__抜粋__:
昨日の話にテラくんからコメントもらって、ABSってちょっと面白いな、と思ったので調べてみました。
あ、その前にお詫びなんですが昨日の「つつつー」はABS効いてない、ってことではなくて、ABS効いてるはずなのに「つつつー」と進んじゃった、ってことです^^;
一応「ABSって何ですか、というレベル」って部分で伝わるかと思ったのですが、読み返してみると確かにあの書き方では「ABS効いてない?」と思ってしまいますね。
すみませんでした。お仕置きが必要ですね(笑)
さて今日のお話は少しマニアックになるので(いつもだろー)、ABSのソレノイドバルブで減圧とか保持とかの話が分かる前提で書きますね^^;
よくABSって「タイヤがスリップしたときに作動する」って言われますが、そもそもタイヤのスリップはどうやって検知しているんでしょう?
ご存知のようにABS搭載車のホイールハブにはABS用の車速センサが取り付けられていて、タイヤの回転速度を読み取りコントロールユニットに送っています。
ところがタイヤはそもそも回転するものなので、スリップしているのかスリップしていないのかはそれだけでは分かりません。

__課題の内容__:
上の抜粋から、「あ、その前にお詫びなんですが」を含む語句で始まり「すみませんでした。お仕置きが必要ですね(笑)」で終わる部分を、一字一句変えずに抜き出してください。 ここに続く行は、上の抜粋とは別の出典から取られています。

__データ抜粋__:
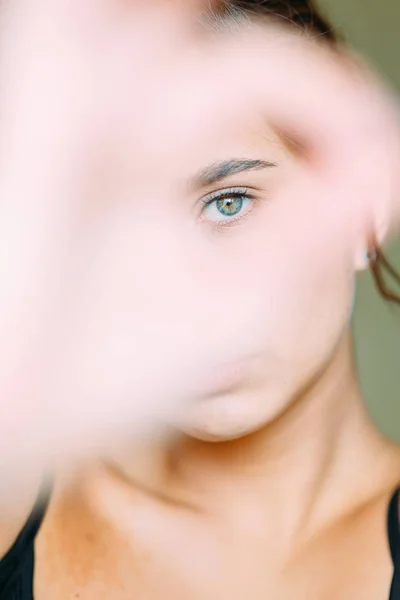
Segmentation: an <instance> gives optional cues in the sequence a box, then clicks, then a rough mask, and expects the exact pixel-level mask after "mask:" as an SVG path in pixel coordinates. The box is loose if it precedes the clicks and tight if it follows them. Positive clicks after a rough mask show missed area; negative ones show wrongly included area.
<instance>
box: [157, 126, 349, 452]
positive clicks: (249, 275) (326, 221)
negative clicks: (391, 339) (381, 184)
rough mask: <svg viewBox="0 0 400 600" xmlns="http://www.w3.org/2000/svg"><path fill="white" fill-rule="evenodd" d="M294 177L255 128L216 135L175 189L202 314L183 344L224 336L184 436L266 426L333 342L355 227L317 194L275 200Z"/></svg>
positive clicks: (261, 127) (321, 362)
mask: <svg viewBox="0 0 400 600" xmlns="http://www.w3.org/2000/svg"><path fill="white" fill-rule="evenodd" d="M304 168H307V167H306V166H305V165H301V164H300V162H299V160H298V157H297V158H296V156H295V154H294V152H292V150H291V149H290V145H289V144H285V143H284V142H283V140H282V138H281V137H279V136H278V135H277V134H275V133H274V131H273V130H272V129H271V128H269V127H268V126H266V124H265V123H258V124H255V125H254V126H251V127H249V128H248V130H246V131H245V132H239V131H238V132H236V133H235V134H232V135H231V136H228V137H226V138H223V137H222V136H221V137H219V138H218V142H216V143H215V145H214V146H213V147H210V148H209V158H208V161H207V162H206V161H205V162H204V164H199V165H198V166H197V165H196V168H193V172H192V173H188V174H187V175H186V177H184V178H183V179H184V180H186V182H187V185H186V184H185V185H184V186H182V187H180V188H178V186H177V190H178V189H180V190H181V192H180V193H181V194H182V198H181V200H182V203H181V206H182V213H181V214H180V216H179V217H178V219H179V220H180V226H181V227H182V228H184V227H187V228H188V231H190V236H185V240H186V247H184V248H183V249H182V251H183V252H184V253H185V254H186V256H187V257H188V268H189V269H190V273H187V274H186V275H187V285H188V286H191V285H193V286H195V287H196V288H197V289H201V290H202V292H201V293H202V298H203V302H204V307H203V309H202V310H203V311H204V313H205V315H207V312H208V311H210V319H209V322H207V318H206V319H201V322H202V331H201V332H199V331H197V332H196V327H194V331H193V335H196V334H198V335H200V336H201V335H203V334H204V335H206V334H205V332H204V330H205V329H207V328H208V327H209V328H210V332H211V334H210V336H211V337H210V339H212V335H213V333H214V334H215V336H216V338H218V339H219V337H218V332H220V335H221V337H223V335H227V334H228V333H229V339H230V342H229V349H228V348H226V349H227V352H226V359H225V356H224V355H223V353H222V354H221V355H220V356H219V357H218V361H217V362H215V369H214V367H212V368H210V369H209V371H208V372H207V375H206V377H205V380H204V381H205V384H204V389H203V394H202V397H201V399H196V400H195V401H194V402H193V403H191V404H190V407H186V408H185V409H184V410H183V412H182V415H181V418H180V419H179V422H178V427H179V428H181V429H183V430H184V431H185V432H186V433H187V434H189V435H191V436H193V437H196V438H199V439H203V440H211V441H222V440H228V439H233V438H237V437H241V436H244V435H246V434H249V433H251V432H253V431H254V430H257V429H259V428H261V427H263V426H264V425H265V424H267V423H269V422H271V421H272V420H273V419H274V418H276V417H277V416H278V415H279V413H281V412H282V411H283V410H284V409H285V408H286V407H287V406H288V405H289V404H290V403H291V402H292V401H293V400H294V398H295V397H296V396H298V395H299V394H300V393H301V392H302V390H303V389H305V388H306V387H307V385H308V384H309V383H310V382H311V381H312V380H314V379H315V377H316V376H318V374H319V373H320V372H322V370H323V369H324V368H325V367H326V366H327V364H328V363H329V361H330V360H331V359H332V358H333V356H334V354H335V351H336V350H337V348H338V345H339V343H340V341H341V340H342V339H343V335H344V332H345V331H346V329H347V325H348V320H349V315H350V313H351V309H352V303H353V291H354V290H353V287H354V270H355V268H354V265H355V245H356V235H355V231H354V229H353V225H354V222H353V220H352V218H351V215H349V212H348V210H347V207H343V206H341V202H340V198H338V199H337V202H332V197H330V196H329V193H328V190H327V194H326V197H325V198H324V197H321V198H319V199H318V202H317V203H316V202H315V200H313V199H312V198H307V196H305V195H304V193H303V192H302V191H301V190H299V193H298V195H296V194H295V193H293V192H295V190H293V188H292V193H290V194H285V193H283V191H284V190H286V189H287V186H288V183H289V185H291V186H292V185H293V182H295V181H296V180H299V181H300V179H299V177H300V175H301V171H302V169H304ZM177 196H179V192H177ZM175 201H176V199H175ZM178 204H179V203H178ZM183 207H185V208H184V209H183ZM185 213H186V214H185ZM189 219H192V221H191V223H190V225H189ZM185 220H186V221H187V222H186V225H185ZM165 226H166V223H165ZM177 231H178V230H177ZM176 235H179V233H177V234H176ZM166 268H167V269H168V266H167V267H166ZM193 282H194V283H193ZM182 283H183V280H182ZM199 316H200V315H197V318H199ZM203 316H204V315H203ZM193 320H194V321H196V313H194V314H193ZM228 323H229V325H228ZM224 332H225V333H224ZM210 343H211V342H210ZM172 345H173V341H172ZM217 363H218V364H217Z"/></svg>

__解答欄__:
あ、その前にお詫びなんですが昨日の「つつつー」はABS効いてない、ってことではなくて、ABS効いてるはずなのに「つつつー」と進んじゃった、ってことです^^;
一応「ABSって何ですか、というレベル」って部分で伝わるかと思ったのですが、読み返してみると確かにあの書き方では「ABS効いてない?」と思ってしまいますね。
すみませんでした。お仕置きが必要ですね(笑)